== THE PROBLEM ==
Locate every line in the records below that contains the string "tree", and copy each of those lines. Case counts, so only exact-case matches qualify.

* Start *

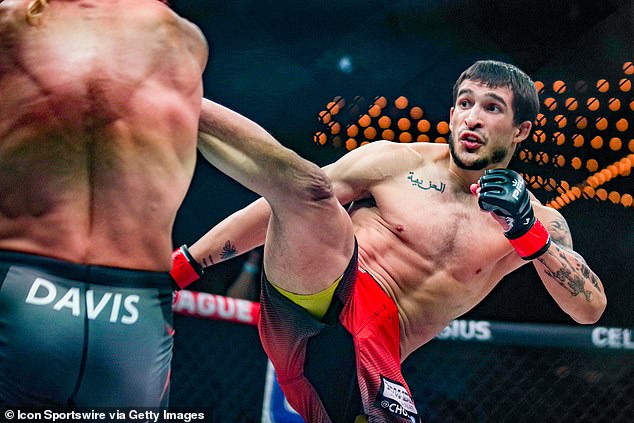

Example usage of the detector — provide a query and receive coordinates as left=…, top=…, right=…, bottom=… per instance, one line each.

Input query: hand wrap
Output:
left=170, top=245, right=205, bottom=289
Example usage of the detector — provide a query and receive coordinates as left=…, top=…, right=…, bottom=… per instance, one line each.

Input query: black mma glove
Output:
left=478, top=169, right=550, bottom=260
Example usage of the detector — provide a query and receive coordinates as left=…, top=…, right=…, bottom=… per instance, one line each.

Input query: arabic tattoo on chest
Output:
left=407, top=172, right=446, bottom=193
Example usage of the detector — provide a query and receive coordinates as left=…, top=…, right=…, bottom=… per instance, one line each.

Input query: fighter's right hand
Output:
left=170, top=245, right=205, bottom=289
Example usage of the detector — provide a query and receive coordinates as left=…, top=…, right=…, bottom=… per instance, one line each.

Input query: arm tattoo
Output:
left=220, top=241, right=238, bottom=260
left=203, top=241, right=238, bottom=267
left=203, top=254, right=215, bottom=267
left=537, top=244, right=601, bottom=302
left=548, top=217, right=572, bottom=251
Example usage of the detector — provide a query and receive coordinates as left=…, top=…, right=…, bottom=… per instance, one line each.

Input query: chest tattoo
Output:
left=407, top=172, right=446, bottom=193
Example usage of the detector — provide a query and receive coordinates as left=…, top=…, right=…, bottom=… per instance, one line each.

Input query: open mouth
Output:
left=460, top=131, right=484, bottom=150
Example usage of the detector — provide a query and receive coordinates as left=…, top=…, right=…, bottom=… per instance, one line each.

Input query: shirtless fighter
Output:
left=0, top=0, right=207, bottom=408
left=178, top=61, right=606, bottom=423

* End *
* Start *

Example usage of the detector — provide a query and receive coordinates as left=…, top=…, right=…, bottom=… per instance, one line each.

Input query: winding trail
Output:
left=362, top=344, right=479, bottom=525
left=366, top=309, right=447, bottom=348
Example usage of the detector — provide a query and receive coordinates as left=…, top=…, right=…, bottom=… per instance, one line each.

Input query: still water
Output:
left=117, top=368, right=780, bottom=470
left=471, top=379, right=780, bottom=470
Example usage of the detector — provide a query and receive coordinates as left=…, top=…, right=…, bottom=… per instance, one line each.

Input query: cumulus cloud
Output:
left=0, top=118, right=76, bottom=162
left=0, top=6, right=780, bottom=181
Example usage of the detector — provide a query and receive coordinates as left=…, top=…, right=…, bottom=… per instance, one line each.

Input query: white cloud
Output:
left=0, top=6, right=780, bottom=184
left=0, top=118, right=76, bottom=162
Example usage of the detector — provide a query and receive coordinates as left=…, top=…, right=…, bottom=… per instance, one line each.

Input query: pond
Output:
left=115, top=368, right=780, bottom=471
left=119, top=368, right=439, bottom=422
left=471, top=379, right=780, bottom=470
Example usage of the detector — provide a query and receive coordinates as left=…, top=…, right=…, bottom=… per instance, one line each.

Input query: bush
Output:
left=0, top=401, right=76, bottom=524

* End *
* Start *

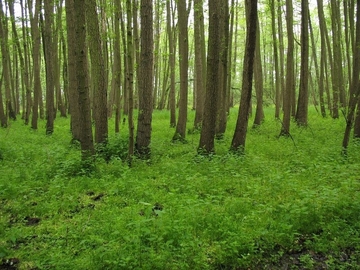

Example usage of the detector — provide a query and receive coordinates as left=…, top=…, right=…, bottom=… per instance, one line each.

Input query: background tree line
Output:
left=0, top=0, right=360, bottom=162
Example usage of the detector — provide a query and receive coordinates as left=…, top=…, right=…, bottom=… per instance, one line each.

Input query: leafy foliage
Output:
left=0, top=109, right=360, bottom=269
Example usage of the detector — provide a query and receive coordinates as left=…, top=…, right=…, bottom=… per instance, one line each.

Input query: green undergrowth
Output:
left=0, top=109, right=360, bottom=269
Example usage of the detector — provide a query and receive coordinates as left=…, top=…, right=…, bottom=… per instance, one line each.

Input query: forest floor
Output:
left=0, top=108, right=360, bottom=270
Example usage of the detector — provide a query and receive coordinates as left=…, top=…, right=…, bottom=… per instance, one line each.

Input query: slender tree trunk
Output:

* End *

== FULL RESPONSE ==
Input query: background tree line
Input query: slender tree trunk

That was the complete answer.